**Exercise:**
Below are the entries. Transcribe exactly the lines from the one with "positive clicks: (162, 89)" through the one with "box: [0, 0, 500, 640]", ends included, and leave out all others.

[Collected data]
- Opening Delimiter -

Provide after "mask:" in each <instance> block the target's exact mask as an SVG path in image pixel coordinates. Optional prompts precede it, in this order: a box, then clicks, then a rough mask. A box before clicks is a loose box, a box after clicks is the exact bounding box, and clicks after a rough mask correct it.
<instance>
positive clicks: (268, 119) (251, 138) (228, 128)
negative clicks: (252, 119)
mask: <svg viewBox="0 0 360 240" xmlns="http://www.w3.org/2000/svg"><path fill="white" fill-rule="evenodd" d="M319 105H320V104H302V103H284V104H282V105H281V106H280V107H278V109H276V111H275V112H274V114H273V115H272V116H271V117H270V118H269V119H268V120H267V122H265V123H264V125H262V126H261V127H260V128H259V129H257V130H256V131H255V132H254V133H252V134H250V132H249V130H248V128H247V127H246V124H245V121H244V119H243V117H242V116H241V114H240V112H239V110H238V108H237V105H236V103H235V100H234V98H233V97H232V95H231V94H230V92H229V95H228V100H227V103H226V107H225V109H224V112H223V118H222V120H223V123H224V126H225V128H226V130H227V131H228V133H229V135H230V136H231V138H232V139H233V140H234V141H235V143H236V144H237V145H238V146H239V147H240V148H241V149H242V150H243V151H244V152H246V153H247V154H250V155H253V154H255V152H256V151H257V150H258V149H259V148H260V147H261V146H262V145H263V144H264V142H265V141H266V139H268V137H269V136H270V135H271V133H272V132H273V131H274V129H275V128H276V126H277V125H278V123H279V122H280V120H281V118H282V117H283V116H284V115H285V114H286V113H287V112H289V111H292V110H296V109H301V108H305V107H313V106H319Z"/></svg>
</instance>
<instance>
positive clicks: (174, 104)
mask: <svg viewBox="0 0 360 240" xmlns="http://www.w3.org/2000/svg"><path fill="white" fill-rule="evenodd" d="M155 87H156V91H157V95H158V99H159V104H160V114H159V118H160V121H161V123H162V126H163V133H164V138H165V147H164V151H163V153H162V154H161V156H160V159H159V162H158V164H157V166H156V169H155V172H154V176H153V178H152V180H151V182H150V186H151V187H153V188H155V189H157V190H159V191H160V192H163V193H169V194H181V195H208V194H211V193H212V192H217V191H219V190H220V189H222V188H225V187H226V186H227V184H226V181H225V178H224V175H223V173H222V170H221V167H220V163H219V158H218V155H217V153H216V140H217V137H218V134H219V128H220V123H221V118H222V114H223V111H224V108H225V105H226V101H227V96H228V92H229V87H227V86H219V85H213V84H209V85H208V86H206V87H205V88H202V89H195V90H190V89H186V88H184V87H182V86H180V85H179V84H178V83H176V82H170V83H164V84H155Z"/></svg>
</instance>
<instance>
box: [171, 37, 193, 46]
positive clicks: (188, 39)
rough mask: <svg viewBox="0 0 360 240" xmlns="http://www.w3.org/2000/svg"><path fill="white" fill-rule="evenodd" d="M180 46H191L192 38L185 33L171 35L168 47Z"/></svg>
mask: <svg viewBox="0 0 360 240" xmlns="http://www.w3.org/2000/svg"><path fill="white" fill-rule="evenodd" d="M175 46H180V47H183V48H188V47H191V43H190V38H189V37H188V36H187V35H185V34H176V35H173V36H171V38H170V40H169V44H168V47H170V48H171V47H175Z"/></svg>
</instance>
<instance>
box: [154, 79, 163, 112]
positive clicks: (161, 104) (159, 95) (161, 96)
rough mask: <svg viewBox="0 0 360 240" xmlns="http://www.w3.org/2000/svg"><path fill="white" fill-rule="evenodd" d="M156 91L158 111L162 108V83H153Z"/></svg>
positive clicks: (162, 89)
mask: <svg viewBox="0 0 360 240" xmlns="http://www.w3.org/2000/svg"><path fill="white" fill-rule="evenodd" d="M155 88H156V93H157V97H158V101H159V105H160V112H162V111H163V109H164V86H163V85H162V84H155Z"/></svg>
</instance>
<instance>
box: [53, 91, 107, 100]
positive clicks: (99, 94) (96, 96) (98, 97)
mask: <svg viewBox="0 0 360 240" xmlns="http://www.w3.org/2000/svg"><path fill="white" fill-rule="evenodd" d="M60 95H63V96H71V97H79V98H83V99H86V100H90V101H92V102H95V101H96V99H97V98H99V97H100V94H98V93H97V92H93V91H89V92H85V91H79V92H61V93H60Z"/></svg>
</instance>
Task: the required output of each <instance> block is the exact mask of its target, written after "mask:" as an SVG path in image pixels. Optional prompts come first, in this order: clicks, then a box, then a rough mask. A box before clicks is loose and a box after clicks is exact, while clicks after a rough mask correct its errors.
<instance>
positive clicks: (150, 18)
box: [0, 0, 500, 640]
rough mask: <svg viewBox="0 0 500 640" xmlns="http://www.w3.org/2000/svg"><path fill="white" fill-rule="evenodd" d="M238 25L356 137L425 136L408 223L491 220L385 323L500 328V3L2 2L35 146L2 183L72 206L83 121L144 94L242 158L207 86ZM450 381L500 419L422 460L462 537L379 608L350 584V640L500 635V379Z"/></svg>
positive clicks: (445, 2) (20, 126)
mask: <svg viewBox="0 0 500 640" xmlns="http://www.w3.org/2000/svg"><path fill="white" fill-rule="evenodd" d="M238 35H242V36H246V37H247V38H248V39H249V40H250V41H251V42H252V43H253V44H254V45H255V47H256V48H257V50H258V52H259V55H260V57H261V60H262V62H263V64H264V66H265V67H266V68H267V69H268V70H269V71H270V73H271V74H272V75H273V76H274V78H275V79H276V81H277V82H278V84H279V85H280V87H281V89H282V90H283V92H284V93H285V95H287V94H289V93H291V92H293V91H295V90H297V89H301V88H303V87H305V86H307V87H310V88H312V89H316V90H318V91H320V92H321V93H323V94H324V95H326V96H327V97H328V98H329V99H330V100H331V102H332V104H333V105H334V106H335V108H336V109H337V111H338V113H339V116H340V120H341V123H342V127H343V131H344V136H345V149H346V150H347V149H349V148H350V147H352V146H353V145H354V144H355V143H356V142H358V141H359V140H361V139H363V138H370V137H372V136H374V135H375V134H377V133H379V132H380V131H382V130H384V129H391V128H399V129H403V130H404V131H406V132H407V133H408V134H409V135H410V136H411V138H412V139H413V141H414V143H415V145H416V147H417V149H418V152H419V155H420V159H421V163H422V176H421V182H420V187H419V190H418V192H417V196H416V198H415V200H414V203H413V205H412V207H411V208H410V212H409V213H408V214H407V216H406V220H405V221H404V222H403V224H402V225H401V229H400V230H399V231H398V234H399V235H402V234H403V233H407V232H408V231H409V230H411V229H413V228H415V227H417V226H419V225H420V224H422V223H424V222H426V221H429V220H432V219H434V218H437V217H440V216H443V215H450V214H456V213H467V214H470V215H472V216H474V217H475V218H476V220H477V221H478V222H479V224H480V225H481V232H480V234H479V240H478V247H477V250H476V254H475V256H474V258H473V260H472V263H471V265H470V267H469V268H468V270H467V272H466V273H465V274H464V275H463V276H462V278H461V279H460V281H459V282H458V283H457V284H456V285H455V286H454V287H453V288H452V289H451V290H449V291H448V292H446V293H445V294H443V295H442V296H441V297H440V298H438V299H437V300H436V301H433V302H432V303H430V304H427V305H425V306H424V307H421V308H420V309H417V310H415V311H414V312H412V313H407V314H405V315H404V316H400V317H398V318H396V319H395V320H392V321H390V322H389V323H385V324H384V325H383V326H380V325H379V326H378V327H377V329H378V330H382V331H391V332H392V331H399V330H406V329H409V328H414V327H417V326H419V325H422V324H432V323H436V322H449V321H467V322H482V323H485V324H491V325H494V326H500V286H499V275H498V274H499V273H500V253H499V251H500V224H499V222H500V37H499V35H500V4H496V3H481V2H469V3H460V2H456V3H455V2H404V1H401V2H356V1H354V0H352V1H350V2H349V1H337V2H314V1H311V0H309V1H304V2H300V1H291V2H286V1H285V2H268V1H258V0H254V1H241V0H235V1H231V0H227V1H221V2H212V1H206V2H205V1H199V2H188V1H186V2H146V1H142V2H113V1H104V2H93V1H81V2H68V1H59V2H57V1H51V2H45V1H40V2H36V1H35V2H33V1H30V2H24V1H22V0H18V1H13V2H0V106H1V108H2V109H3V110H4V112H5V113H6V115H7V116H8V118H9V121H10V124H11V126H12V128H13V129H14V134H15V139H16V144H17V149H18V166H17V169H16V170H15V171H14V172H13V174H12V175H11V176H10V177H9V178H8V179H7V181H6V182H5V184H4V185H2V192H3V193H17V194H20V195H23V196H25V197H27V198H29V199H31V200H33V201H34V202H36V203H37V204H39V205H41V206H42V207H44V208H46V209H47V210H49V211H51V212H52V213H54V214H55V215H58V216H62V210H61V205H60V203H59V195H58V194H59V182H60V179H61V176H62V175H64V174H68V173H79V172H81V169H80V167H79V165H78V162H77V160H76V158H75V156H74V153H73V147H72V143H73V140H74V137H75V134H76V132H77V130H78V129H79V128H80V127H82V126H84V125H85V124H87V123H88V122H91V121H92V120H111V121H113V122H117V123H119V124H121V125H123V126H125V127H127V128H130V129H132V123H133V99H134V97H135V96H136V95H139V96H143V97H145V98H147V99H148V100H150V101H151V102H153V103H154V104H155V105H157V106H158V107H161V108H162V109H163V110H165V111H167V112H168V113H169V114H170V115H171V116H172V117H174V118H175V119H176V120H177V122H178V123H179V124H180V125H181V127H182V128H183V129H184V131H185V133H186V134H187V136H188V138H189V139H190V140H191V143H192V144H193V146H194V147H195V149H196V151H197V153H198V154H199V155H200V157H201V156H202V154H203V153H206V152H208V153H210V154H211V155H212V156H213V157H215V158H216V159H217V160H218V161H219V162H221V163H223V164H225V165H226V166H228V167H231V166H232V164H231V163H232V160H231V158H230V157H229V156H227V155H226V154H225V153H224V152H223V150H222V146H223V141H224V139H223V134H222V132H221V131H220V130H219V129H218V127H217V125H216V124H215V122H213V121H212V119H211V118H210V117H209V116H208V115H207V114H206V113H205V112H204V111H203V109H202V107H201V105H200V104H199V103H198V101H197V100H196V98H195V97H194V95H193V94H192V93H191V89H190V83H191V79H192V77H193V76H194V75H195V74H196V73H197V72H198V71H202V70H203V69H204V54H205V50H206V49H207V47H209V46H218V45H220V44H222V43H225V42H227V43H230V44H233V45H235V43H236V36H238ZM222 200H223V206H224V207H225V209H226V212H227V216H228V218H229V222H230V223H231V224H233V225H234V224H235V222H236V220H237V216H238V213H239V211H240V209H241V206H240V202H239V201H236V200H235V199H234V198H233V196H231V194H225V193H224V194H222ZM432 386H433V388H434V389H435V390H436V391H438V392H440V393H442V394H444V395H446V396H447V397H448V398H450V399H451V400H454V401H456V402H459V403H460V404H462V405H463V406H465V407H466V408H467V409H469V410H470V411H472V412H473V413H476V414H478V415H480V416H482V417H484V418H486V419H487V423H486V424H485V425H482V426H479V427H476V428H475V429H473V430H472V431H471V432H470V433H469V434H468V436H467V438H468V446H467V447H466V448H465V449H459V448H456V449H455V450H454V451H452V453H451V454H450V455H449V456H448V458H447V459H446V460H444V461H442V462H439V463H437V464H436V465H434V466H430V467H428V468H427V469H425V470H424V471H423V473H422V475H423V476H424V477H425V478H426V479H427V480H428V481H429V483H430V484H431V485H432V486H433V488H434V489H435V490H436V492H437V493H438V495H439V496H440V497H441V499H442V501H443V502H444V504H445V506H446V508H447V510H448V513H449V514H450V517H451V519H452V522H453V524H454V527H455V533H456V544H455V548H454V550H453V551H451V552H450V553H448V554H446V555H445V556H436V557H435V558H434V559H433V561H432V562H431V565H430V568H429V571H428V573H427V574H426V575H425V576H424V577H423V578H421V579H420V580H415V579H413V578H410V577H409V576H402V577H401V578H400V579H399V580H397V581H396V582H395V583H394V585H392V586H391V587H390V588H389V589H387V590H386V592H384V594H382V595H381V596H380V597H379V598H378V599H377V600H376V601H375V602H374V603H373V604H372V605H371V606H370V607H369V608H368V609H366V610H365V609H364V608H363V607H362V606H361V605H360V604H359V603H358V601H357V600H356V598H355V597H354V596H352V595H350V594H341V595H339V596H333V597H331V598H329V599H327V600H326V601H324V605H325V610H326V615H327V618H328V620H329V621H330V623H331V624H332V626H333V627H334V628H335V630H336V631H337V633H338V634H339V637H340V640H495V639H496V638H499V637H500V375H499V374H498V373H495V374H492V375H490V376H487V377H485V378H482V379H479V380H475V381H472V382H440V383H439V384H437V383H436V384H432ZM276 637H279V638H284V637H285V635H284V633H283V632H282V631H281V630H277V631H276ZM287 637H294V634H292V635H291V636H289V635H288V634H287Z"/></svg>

- Closing Delimiter -

**Exercise answer:**
positive clicks: (162, 89)
mask: <svg viewBox="0 0 360 240" xmlns="http://www.w3.org/2000/svg"><path fill="white" fill-rule="evenodd" d="M155 88H156V93H157V97H158V101H159V105H160V112H162V111H163V109H164V86H163V85H162V84H155Z"/></svg>
</instance>
<instance>
box: [53, 91, 107, 100]
positive clicks: (99, 94) (96, 96) (98, 97)
mask: <svg viewBox="0 0 360 240" xmlns="http://www.w3.org/2000/svg"><path fill="white" fill-rule="evenodd" d="M60 95H63V96H71V97H79V98H83V99H86V100H90V101H92V102H95V101H96V99H97V98H99V97H100V94H98V93H97V92H93V91H89V92H85V91H79V92H61V93H60Z"/></svg>
</instance>
Task: the required output of each <instance> block is the exact mask of its target, written after "mask:" as an SVG path in image pixels. Optional prompts come first, in this order: clicks, then a box, then a rough mask. A box before clicks is loose and a box after clicks is exact, while clicks after a rough mask correct its errors.
<instance>
positive clicks: (150, 18)
box: [0, 0, 500, 640]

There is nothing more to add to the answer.